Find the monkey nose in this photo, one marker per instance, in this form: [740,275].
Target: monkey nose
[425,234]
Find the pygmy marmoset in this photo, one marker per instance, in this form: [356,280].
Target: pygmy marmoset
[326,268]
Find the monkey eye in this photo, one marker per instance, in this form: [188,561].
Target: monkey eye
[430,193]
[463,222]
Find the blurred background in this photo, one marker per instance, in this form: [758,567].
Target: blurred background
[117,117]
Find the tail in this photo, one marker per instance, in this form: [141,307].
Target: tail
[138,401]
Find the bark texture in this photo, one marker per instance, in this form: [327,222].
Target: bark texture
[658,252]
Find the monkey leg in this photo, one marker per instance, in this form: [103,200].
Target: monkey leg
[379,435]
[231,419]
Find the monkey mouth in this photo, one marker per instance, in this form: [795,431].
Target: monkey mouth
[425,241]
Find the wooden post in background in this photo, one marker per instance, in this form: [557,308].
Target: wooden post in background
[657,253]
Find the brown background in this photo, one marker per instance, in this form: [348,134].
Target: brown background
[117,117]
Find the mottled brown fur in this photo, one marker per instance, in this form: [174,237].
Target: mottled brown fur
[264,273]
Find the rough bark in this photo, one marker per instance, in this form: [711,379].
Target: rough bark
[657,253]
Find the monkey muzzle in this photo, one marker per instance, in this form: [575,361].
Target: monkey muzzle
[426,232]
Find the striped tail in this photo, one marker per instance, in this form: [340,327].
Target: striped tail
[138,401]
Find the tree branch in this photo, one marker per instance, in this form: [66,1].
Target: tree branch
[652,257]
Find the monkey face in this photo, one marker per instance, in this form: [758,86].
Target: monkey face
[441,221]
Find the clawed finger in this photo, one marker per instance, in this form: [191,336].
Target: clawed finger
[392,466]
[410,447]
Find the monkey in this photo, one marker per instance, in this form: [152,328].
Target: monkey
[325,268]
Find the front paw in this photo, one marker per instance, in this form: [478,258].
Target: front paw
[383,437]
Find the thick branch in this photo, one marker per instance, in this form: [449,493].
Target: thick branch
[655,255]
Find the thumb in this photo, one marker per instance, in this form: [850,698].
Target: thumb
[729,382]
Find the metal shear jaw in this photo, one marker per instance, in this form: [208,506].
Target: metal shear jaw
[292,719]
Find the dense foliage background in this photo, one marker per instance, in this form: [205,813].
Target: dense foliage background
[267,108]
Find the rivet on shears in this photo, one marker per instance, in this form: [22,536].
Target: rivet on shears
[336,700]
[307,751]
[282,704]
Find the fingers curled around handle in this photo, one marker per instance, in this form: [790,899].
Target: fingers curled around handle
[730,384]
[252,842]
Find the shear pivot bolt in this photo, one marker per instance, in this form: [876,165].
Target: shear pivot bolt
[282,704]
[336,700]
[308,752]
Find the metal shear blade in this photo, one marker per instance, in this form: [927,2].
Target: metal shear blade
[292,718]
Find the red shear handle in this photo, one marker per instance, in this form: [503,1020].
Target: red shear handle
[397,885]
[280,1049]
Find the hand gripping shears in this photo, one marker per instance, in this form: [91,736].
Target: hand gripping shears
——————————
SET EXERCISE =>
Rewrite every line of the items above, requests included, from the line that contains "Find the dense" through the final line of the items. Rescale each answer coordinate by multiplying it by 1.9 and rounding to the nearest whole number, with halves rounded up, and leave the sample coordinates in the requests unchanged.

TASK ANSWER =>
Find the dense foliage background in this photo, one marker per instance, in this form: [205,813].
Target: dense foliage background
[507,205]
Find the rivet on shears in this photo, one marker per instance, in this form: [22,536].
Target: rivet on shears
[638,1330]
[583,1427]
[536,1338]
Find the fingers curled around handle in this photo, one marker per instance, in this form: [790,899].
Target: fingers curled around handle
[1387,730]
[479,1600]
Find the shear pivot bolt in this photo, one marker per instance, in this form: [876,165].
Target: shear pivot bolt
[536,1338]
[638,1330]
[585,1429]
Find the metal shear blade in this photo, one marker per instance, in this form: [927,2].
Target: metal shear blade
[555,1364]
Find the red shear handle in this photo, one marker per instance, in this form: [503,1020].
Target: red shear handle
[754,1682]
[532,1993]
Find the hand gripping shears in this photo, one marker per instance, in this form: [91,736].
Target: hand gripping shears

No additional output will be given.